Copy out every line unchanged, from the one containing "--target woman's hand" down to the one containing "Provide the mask of each instance of the woman's hand.", with both of those lines included.

> _DATA FOR THIS TASK_
* Begin *

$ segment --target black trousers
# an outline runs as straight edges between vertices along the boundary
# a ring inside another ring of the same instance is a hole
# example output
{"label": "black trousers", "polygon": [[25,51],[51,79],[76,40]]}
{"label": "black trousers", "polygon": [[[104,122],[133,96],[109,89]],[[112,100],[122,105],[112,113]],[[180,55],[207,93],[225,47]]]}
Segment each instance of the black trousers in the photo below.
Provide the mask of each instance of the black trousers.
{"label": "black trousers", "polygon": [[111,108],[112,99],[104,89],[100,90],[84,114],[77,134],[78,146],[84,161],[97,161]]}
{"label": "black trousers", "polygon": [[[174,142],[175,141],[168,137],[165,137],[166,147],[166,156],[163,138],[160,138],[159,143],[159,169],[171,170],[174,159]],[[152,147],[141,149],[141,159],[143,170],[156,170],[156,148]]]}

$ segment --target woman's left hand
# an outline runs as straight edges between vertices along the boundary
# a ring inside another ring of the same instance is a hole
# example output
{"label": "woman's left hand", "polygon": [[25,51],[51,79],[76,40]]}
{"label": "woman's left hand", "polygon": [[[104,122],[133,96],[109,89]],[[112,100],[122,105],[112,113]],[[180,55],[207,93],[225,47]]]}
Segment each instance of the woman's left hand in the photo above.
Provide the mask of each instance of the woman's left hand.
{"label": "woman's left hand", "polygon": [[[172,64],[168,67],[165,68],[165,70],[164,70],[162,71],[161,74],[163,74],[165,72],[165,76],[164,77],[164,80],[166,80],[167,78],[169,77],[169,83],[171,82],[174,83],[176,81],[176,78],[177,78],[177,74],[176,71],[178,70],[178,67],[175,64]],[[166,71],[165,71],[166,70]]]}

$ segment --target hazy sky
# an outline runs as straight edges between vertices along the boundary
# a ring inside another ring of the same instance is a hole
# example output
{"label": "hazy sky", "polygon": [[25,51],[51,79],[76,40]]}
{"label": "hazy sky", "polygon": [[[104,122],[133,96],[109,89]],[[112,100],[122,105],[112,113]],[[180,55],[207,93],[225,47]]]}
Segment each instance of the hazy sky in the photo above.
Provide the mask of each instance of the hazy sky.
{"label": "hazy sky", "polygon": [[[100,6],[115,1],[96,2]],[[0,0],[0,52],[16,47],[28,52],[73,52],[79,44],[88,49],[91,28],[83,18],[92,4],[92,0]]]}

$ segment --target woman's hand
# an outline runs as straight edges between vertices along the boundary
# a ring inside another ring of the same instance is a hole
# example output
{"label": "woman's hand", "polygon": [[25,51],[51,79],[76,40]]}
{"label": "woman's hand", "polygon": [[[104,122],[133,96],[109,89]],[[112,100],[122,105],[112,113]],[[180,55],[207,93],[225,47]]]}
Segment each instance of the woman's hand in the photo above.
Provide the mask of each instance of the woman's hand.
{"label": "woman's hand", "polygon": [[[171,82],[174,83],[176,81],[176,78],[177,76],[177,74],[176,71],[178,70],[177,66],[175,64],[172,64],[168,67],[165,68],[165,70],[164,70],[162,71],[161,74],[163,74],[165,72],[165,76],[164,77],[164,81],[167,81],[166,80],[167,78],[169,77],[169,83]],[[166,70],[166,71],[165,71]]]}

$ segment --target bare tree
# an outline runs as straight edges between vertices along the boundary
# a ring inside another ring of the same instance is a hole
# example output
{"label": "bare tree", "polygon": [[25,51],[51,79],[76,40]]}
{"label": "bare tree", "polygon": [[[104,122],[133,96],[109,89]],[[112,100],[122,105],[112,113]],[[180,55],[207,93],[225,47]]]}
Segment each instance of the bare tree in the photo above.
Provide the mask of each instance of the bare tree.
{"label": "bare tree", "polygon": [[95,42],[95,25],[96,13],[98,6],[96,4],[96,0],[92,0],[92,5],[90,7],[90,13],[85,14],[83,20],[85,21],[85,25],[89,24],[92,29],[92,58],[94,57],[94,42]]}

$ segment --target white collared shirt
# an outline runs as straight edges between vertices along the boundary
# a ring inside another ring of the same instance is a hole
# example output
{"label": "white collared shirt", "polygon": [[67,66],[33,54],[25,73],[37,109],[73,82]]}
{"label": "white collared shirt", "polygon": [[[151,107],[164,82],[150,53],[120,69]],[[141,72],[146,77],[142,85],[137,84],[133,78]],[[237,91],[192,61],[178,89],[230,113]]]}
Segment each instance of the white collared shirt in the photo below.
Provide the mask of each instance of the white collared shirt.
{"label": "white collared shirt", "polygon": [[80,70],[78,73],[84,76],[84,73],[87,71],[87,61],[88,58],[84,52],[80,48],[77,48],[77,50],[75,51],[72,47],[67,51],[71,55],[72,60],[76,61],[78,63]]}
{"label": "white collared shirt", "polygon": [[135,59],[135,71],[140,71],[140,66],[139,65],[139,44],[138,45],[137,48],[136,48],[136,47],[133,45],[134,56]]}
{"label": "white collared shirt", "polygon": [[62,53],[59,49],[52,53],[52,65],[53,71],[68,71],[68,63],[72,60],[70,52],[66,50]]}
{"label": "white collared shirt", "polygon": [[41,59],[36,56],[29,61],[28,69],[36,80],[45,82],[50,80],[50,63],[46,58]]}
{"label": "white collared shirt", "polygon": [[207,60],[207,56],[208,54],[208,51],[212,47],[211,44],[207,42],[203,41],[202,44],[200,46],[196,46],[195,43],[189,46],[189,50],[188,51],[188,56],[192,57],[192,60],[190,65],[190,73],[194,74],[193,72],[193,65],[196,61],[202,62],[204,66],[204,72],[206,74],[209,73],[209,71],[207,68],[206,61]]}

* End *

> _EXERCISE OUTPUT_
$ segment --target woman's hand
# an outline runs as straight edges between vertices along the boundary
# a ring inside another ring of the same instance is a hole
# example output
{"label": "woman's hand", "polygon": [[25,51],[51,79],[76,40]]}
{"label": "woman's hand", "polygon": [[[104,122],[133,96],[109,89]],[[112,100],[122,105],[112,113]],[[180,55],[207,93],[225,47]]]}
Segment each instance of the woman's hand in the photo above.
Provide the mask of each instance of the woman's hand.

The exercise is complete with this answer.